Records from an annotation dataset:

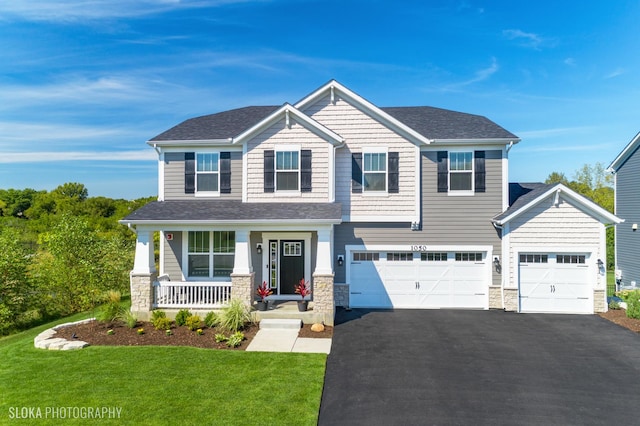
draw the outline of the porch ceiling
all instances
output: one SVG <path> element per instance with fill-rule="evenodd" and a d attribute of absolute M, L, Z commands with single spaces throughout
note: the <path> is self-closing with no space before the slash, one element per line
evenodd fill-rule
<path fill-rule="evenodd" d="M 124 224 L 142 223 L 340 223 L 340 203 L 243 203 L 239 200 L 154 201 L 134 211 Z"/>

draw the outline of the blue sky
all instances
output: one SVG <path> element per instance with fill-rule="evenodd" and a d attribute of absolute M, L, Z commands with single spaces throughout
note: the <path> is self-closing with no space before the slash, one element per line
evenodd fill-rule
<path fill-rule="evenodd" d="M 0 188 L 157 195 L 145 142 L 335 78 L 487 116 L 511 181 L 607 166 L 640 130 L 637 1 L 0 0 Z"/>

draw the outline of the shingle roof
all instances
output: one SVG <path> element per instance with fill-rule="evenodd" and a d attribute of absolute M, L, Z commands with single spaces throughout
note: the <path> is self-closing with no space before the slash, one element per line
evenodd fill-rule
<path fill-rule="evenodd" d="M 278 106 L 249 106 L 190 118 L 151 139 L 211 140 L 238 136 L 277 110 Z M 384 112 L 428 139 L 517 139 L 486 117 L 426 106 L 384 107 Z"/>
<path fill-rule="evenodd" d="M 509 184 L 509 208 L 493 219 L 500 221 L 511 213 L 517 211 L 529 202 L 535 200 L 541 194 L 547 192 L 555 184 L 546 183 L 510 183 Z"/>
<path fill-rule="evenodd" d="M 429 139 L 518 138 L 481 115 L 427 106 L 380 109 Z"/>
<path fill-rule="evenodd" d="M 339 203 L 243 203 L 240 200 L 154 201 L 122 221 L 215 222 L 215 221 L 333 221 L 342 218 Z"/>

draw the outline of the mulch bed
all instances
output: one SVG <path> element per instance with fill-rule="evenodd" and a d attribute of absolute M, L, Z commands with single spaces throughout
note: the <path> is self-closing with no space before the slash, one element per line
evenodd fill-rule
<path fill-rule="evenodd" d="M 144 330 L 143 334 L 138 334 L 138 329 L 140 328 Z M 109 330 L 113 330 L 113 334 L 109 334 Z M 258 330 L 257 324 L 251 324 L 242 330 L 245 338 L 242 344 L 236 348 L 229 348 L 225 342 L 215 341 L 215 335 L 218 333 L 229 335 L 229 333 L 217 328 L 202 327 L 202 335 L 198 335 L 187 327 L 176 326 L 175 323 L 171 327 L 171 335 L 167 335 L 165 330 L 153 328 L 150 322 L 139 321 L 136 327 L 129 328 L 120 322 L 110 324 L 91 321 L 59 328 L 55 337 L 62 337 L 67 340 L 82 340 L 92 346 L 193 346 L 196 348 L 243 351 L 247 349 Z M 333 336 L 333 327 L 325 326 L 323 332 L 314 332 L 311 331 L 311 325 L 304 324 L 298 336 L 330 338 Z"/>
<path fill-rule="evenodd" d="M 625 311 L 624 309 L 609 309 L 608 312 L 604 312 L 598 315 L 606 320 L 618 324 L 621 327 L 627 328 L 636 333 L 640 333 L 640 320 L 627 318 L 627 311 Z"/>

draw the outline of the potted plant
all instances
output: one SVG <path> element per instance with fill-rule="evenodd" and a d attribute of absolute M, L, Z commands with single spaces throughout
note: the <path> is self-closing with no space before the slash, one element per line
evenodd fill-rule
<path fill-rule="evenodd" d="M 300 284 L 295 286 L 296 293 L 302 297 L 302 300 L 298 301 L 298 311 L 304 312 L 307 310 L 309 305 L 309 300 L 305 299 L 307 296 L 311 295 L 311 284 L 309 281 L 305 281 L 304 278 L 300 280 Z"/>
<path fill-rule="evenodd" d="M 258 296 L 260 296 L 260 300 L 256 303 L 259 311 L 266 311 L 269 307 L 269 301 L 266 300 L 268 296 L 273 294 L 273 291 L 267 286 L 267 282 L 263 281 L 262 284 L 258 286 L 256 290 Z"/>

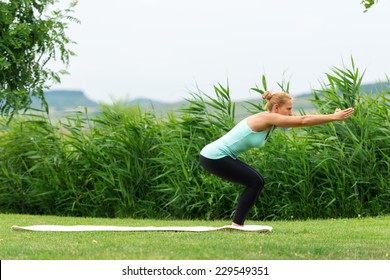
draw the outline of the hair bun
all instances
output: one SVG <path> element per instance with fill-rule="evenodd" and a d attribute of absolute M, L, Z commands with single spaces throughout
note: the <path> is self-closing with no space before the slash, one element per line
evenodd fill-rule
<path fill-rule="evenodd" d="M 271 98 L 272 98 L 272 92 L 270 92 L 270 91 L 266 91 L 266 92 L 264 92 L 264 94 L 263 94 L 263 99 L 267 99 L 267 100 L 271 100 Z"/>

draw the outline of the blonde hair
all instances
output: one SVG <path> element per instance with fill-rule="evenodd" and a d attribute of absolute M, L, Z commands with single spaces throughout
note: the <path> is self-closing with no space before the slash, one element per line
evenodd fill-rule
<path fill-rule="evenodd" d="M 292 100 L 292 97 L 285 92 L 275 92 L 272 93 L 270 91 L 266 91 L 263 94 L 263 99 L 267 99 L 268 102 L 265 104 L 265 108 L 270 112 L 272 108 L 277 104 L 278 106 L 282 106 L 286 104 L 288 101 Z"/>

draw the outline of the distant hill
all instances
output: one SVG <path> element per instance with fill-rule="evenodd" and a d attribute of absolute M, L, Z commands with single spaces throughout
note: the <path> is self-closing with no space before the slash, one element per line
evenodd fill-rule
<path fill-rule="evenodd" d="M 377 93 L 390 90 L 390 82 L 372 83 L 361 86 L 363 93 Z M 190 97 L 190 96 L 189 96 Z M 49 105 L 51 113 L 62 113 L 66 111 L 83 110 L 84 107 L 88 108 L 88 112 L 97 112 L 99 110 L 99 104 L 90 100 L 83 91 L 80 90 L 50 90 L 45 92 L 45 98 Z M 310 99 L 313 98 L 312 93 L 301 93 L 294 96 L 295 110 L 304 109 L 310 111 L 313 109 L 313 105 Z M 248 102 L 259 103 L 262 102 L 261 98 L 252 98 L 244 101 L 236 101 L 237 114 L 247 114 L 245 107 L 250 107 Z M 127 104 L 139 105 L 145 110 L 154 110 L 158 115 L 165 115 L 168 112 L 177 111 L 186 103 L 185 100 L 168 103 L 159 102 L 148 98 L 139 98 L 130 100 Z M 41 109 L 39 100 L 34 100 L 33 108 Z"/>
<path fill-rule="evenodd" d="M 45 99 L 49 105 L 50 112 L 65 112 L 87 107 L 90 110 L 97 110 L 99 104 L 87 98 L 80 90 L 50 90 L 45 92 Z M 41 102 L 34 99 L 32 108 L 42 109 Z"/>

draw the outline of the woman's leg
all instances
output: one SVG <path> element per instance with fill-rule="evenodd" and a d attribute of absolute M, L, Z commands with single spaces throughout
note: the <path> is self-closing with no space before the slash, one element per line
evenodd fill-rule
<path fill-rule="evenodd" d="M 257 201 L 264 187 L 264 178 L 259 172 L 241 160 L 231 157 L 208 159 L 200 156 L 200 164 L 210 173 L 233 183 L 245 186 L 238 199 L 233 223 L 243 225 L 245 217 Z"/>

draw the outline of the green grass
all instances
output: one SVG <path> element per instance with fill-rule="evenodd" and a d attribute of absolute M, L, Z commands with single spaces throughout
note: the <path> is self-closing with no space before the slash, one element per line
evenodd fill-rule
<path fill-rule="evenodd" d="M 390 216 L 269 221 L 271 233 L 21 232 L 36 224 L 222 226 L 229 221 L 134 220 L 0 214 L 2 260 L 390 260 Z"/>

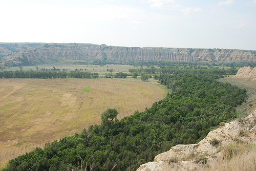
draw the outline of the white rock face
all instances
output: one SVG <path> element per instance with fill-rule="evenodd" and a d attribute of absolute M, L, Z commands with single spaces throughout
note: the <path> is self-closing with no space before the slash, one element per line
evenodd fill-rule
<path fill-rule="evenodd" d="M 209 165 L 217 164 L 216 157 L 221 148 L 240 140 L 249 143 L 256 142 L 256 111 L 244 119 L 238 119 L 209 133 L 196 144 L 177 145 L 155 157 L 155 162 L 141 165 L 138 171 L 191 170 L 201 169 L 204 161 Z M 246 133 L 246 136 L 243 134 Z M 217 141 L 214 145 L 212 142 Z"/>
<path fill-rule="evenodd" d="M 234 78 L 256 81 L 256 67 L 253 69 L 250 67 L 240 68 Z"/>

» Your task:
Reproduce the lines of the records above, beginning at the line that contains "draw the outline of the mulch bed" and stopping after the line that contains "144 330 L 143". Keep every character unchanged.

» Task response:
draw the outline of the mulch bed
all instances
output: one SVG <path> element per instance with fill-rule="evenodd" and a d attribute of absolute M, L, Z commands with single spaces throughout
note: the <path> is self-closing with no space before the slash, one element per line
evenodd fill-rule
<path fill-rule="evenodd" d="M 144 330 L 143 334 L 138 334 L 138 329 L 140 328 Z M 109 330 L 113 330 L 113 334 L 109 334 Z M 258 330 L 257 324 L 251 324 L 242 330 L 245 338 L 242 344 L 236 348 L 229 348 L 225 342 L 215 341 L 215 335 L 218 333 L 229 335 L 229 333 L 217 328 L 202 327 L 202 335 L 198 335 L 187 327 L 176 326 L 175 323 L 171 327 L 171 335 L 167 335 L 165 330 L 153 328 L 150 322 L 139 321 L 136 327 L 129 328 L 120 322 L 110 324 L 91 321 L 59 328 L 55 337 L 62 337 L 67 340 L 82 340 L 92 346 L 193 346 L 196 348 L 243 351 L 247 349 Z M 333 336 L 333 327 L 325 326 L 323 332 L 314 332 L 311 331 L 311 325 L 304 324 L 298 336 L 330 338 Z"/>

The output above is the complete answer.